■ REQUEST ■
Output the items from the line with "Planogram-check task. Target: black wristwatch" up to and including the line with "point(877, 424)" as a two-column CSV with the header item,answer. Give one row per item, holding its text and its answer, with each value in a single quoted field and any line breaks replaced by spaces.

■ GIVEN DATA ■
•••

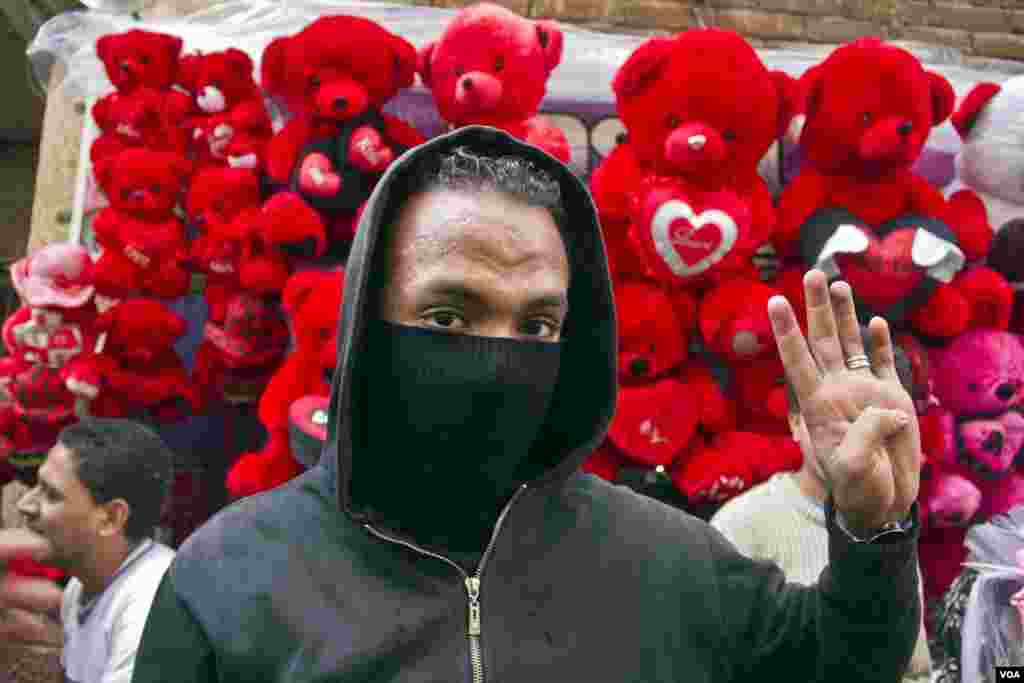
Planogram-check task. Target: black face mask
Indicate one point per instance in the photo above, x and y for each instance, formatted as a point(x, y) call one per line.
point(445, 425)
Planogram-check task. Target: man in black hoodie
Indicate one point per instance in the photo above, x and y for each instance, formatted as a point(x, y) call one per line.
point(448, 532)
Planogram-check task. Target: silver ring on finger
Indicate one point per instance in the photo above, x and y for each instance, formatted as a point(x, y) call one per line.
point(858, 361)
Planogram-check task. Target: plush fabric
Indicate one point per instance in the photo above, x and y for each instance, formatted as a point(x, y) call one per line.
point(491, 67)
point(229, 125)
point(143, 242)
point(338, 141)
point(311, 300)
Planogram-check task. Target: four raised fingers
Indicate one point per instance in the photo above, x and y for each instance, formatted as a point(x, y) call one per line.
point(849, 326)
point(800, 367)
point(883, 353)
point(822, 334)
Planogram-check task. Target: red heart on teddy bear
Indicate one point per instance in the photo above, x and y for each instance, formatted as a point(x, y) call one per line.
point(685, 233)
point(654, 422)
point(892, 268)
point(317, 177)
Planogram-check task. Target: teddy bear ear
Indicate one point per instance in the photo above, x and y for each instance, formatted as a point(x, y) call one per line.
point(642, 67)
point(423, 58)
point(809, 89)
point(406, 62)
point(187, 71)
point(172, 45)
point(272, 66)
point(787, 93)
point(943, 97)
point(967, 114)
point(551, 39)
point(240, 61)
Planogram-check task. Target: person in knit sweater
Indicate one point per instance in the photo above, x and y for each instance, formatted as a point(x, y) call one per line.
point(782, 519)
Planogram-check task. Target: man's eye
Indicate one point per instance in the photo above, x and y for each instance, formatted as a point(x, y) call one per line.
point(445, 318)
point(540, 328)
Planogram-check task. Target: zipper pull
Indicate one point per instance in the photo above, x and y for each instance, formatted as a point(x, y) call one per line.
point(473, 589)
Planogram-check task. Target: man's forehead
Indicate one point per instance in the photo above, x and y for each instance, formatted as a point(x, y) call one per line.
point(434, 225)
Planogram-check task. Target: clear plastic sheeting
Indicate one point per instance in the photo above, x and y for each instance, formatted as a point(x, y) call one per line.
point(580, 86)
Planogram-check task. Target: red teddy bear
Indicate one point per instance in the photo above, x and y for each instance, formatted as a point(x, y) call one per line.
point(663, 399)
point(143, 242)
point(700, 111)
point(230, 125)
point(216, 198)
point(312, 300)
point(135, 370)
point(240, 353)
point(274, 241)
point(856, 209)
point(491, 67)
point(334, 76)
point(143, 112)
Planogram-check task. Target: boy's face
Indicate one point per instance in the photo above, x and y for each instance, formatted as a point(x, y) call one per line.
point(799, 430)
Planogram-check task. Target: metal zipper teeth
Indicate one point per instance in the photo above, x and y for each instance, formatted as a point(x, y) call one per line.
point(472, 583)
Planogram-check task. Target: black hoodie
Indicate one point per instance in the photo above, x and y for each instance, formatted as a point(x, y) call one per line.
point(583, 582)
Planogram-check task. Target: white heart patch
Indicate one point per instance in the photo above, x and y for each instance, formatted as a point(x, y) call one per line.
point(695, 248)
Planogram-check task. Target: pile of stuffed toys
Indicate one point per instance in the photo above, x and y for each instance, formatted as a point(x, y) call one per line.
point(205, 189)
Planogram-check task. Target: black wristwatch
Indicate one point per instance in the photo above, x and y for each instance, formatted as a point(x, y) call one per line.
point(888, 529)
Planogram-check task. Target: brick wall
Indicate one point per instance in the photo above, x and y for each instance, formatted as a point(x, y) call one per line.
point(984, 29)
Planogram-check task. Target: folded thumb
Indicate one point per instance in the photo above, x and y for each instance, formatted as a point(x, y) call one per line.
point(877, 424)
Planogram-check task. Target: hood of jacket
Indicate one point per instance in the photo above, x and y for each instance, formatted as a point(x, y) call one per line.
point(584, 398)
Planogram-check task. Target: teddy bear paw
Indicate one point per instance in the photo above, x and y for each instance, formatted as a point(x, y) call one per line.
point(244, 161)
point(368, 151)
point(317, 176)
point(136, 257)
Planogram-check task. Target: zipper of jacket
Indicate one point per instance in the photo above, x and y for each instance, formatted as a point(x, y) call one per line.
point(472, 583)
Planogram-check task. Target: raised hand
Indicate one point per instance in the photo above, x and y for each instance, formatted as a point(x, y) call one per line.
point(859, 417)
point(27, 605)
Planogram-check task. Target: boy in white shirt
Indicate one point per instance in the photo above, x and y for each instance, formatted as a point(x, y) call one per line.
point(97, 502)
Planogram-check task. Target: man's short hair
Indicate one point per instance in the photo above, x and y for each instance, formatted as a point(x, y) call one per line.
point(123, 459)
point(511, 175)
point(903, 370)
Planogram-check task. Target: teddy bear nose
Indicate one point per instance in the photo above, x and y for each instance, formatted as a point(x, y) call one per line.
point(639, 367)
point(1006, 391)
point(993, 442)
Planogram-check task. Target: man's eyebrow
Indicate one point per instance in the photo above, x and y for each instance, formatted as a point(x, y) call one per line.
point(46, 486)
point(458, 291)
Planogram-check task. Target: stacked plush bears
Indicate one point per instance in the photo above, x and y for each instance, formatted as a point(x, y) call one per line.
point(312, 300)
point(338, 140)
point(491, 67)
point(684, 211)
point(143, 111)
point(205, 191)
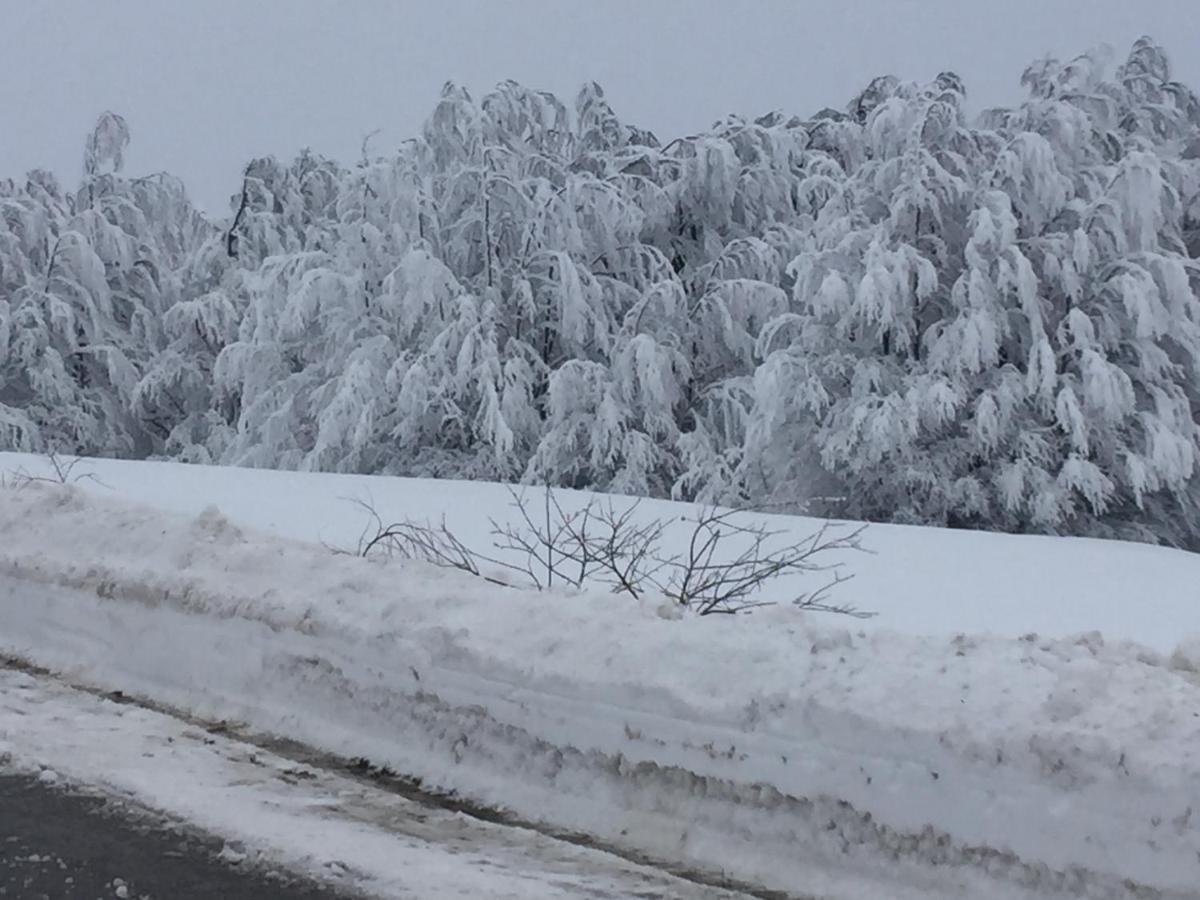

•••

■ TASK RESULT ■
item,answer
"Planogram-check task. Target: black wristwatch Indicate one point per instance in the photo above, x and y for each instance, formatted as a point(x, y) call one per line.","point(888, 529)"
"Planogram-check task. Target: brick wall Indicate one point per instance in the photo above, x and y for each instance, formatted as a point(x, y) call one per line.","point(984, 29)"
"Planogram-check task. Target: folded thumb Indicate one point per instance in the photo above, x and y for each instance, formatted as a point(x, y) call one per line.","point(877, 424)"